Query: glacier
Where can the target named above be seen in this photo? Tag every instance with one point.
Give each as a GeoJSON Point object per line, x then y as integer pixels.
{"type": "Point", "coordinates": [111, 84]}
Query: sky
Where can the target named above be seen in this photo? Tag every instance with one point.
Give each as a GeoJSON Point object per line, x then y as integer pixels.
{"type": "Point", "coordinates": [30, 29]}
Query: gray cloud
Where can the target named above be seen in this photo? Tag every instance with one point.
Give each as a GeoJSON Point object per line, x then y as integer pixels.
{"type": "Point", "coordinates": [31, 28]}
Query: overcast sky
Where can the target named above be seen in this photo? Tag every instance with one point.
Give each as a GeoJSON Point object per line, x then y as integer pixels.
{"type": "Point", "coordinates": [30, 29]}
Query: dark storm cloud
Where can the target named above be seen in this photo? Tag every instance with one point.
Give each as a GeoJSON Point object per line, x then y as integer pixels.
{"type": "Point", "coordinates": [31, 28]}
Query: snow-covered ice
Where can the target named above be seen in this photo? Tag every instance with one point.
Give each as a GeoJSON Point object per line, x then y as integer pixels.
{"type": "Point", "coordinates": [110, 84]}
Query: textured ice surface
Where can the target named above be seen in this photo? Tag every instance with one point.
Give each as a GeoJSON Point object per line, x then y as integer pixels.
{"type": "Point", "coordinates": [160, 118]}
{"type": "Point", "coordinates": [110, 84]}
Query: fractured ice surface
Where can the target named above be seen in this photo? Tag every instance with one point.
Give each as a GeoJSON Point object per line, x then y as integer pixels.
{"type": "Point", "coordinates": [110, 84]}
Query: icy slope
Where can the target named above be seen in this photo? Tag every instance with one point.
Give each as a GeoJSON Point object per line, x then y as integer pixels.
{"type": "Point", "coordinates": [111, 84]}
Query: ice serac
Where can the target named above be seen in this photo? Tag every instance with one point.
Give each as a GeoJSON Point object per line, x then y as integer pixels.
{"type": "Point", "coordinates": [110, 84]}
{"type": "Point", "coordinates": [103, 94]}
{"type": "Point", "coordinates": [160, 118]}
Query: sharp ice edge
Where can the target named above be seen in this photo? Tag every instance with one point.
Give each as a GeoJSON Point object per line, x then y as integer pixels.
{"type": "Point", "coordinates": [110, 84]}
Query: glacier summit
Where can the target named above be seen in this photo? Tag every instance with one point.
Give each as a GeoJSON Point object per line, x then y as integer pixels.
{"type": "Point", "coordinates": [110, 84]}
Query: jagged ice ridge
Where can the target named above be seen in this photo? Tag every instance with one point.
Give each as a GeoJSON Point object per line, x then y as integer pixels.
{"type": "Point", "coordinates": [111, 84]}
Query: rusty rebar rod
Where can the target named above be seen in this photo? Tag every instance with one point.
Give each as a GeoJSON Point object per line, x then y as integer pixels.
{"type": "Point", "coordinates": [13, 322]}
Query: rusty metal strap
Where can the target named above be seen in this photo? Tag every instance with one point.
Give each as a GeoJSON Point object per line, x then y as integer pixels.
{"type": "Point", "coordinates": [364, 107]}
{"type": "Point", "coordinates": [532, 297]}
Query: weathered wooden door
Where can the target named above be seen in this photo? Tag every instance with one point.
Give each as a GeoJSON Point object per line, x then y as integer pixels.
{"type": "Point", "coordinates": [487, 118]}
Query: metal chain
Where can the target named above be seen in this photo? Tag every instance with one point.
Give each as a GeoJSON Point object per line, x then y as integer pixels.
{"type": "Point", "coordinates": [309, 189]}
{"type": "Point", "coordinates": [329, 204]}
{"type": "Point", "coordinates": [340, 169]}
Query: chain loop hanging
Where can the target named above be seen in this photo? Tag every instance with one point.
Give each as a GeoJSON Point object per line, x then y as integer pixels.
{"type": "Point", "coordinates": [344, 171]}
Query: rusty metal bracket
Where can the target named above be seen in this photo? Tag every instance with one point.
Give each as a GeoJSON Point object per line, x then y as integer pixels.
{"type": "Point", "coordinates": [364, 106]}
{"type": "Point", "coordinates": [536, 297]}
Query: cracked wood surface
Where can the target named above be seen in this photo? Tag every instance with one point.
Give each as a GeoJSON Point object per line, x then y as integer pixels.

· · ·

§ WHAT THE TASK ASKS
Extract each line of the material exactly as it stands.

§ RESULT FOR THIS TASK
Query: glacier
Where can the target named above be seen in this photo? Tag every instance with one point.
Give each as a GeoJSON Point object per line, x then y as integer pixels.
{"type": "Point", "coordinates": [111, 84]}
Query: sky
Where can the target named above be seen in this photo? Tag every instance with one point.
Give each as a GeoJSON Point object per line, x then y as integer pixels.
{"type": "Point", "coordinates": [30, 29]}
Query: gray cloud
Where can the target named above be seen in this photo? Tag every instance with one point.
Give each as a GeoJSON Point object per line, x then y as integer pixels.
{"type": "Point", "coordinates": [31, 28]}
Query: overcast sky
Where can the target named above be seen in this photo? Tag every instance with one point.
Give each as a GeoJSON Point object per line, x then y as integer pixels.
{"type": "Point", "coordinates": [30, 29]}
Query: dark storm cloud
Where can the target named above be seen in this photo? Tag every instance with one point.
Give each as a GeoJSON Point object per line, x then y as integer pixels.
{"type": "Point", "coordinates": [31, 28]}
Query: snow-covered ice
Where can the target named above be seen in this photo? Tag every instance with one point.
Give each as a GeoJSON Point object per line, x then y as integer pixels.
{"type": "Point", "coordinates": [110, 84]}
Query: textured ice surface
Where can the target named above be seen in this photo? Tag every instance with one point.
Give each as a GeoJSON Point object per line, x then y as integer pixels.
{"type": "Point", "coordinates": [160, 118]}
{"type": "Point", "coordinates": [110, 84]}
Query: fractured ice surface
Where can the target named above be seen in this photo? Tag every instance with one point.
Give each as a GeoJSON Point object per line, x then y as integer pixels.
{"type": "Point", "coordinates": [110, 84]}
Query: icy slope
Where can the target named above be seen in this photo? Tag every instance with one point.
Give each as a GeoJSON Point object per line, x then y as integer pixels.
{"type": "Point", "coordinates": [111, 84]}
Query: ice serac
Where can the target named above be seen in this photo? Tag every instance with one point.
Give each as a GeoJSON Point object per line, x then y as integer pixels.
{"type": "Point", "coordinates": [110, 84]}
{"type": "Point", "coordinates": [103, 94]}
{"type": "Point", "coordinates": [160, 118]}
Query: sharp ice edge
Where can the target named above be seen in this photo? Tag every instance with one point.
Give each as a GeoJSON Point object per line, x then y as integer pixels.
{"type": "Point", "coordinates": [110, 84]}
Query: glacier summit
Where can the target named above be seen in this photo? Tag every instance with one point.
Give each as a GeoJSON Point object per line, x then y as integer pixels.
{"type": "Point", "coordinates": [110, 84]}
Query: jagged ice ridge
Where can the target named above be seen in this photo? Tag every instance with one point.
Give each as a GeoJSON Point object per line, x then y as integer pixels.
{"type": "Point", "coordinates": [111, 84]}
Query: rusty rebar rod
Where can the target named above be seen in this photo? Tag every instance with one point.
Give each as a GeoJSON Point object per line, x then y as integer pixels.
{"type": "Point", "coordinates": [13, 322]}
Query: rusty metal strap
Where can the target named above be seen in this photo? Tag every instance with one point.
Give each as a GeoJSON Point object per line, x then y as integer pixels.
{"type": "Point", "coordinates": [364, 107]}
{"type": "Point", "coordinates": [532, 297]}
Query: weathered wooden door
Where can the target named above be seen in this photo? Tag every instance with one point.
Give each as a GeoJSON Point object per line, x then y as integer pixels.
{"type": "Point", "coordinates": [487, 118]}
Query: metal chain
Where can the target named above be seen in this photo? Tag every instance with one point.
Give each as a GeoJSON Point object per line, x then y as integer pixels.
{"type": "Point", "coordinates": [309, 189]}
{"type": "Point", "coordinates": [329, 204]}
{"type": "Point", "coordinates": [340, 169]}
Query: chain loop hanging
Where can the target named above be seen in this photo? Tag every instance with one point.
Give each as a GeoJSON Point object per line, x then y as integer pixels.
{"type": "Point", "coordinates": [344, 171]}
Query: rusty metal bracket
Where can the target named above be seen in this photo? Tag every instance with one point.
Give each as a GeoJSON Point object per line, x then y as integer pixels.
{"type": "Point", "coordinates": [364, 106]}
{"type": "Point", "coordinates": [536, 297]}
Query: cracked wood surface
Where can the target named above be seen in this photo? Tag every instance with one point.
Give each as a GeoJSON Point object per line, x then y as integer pixels.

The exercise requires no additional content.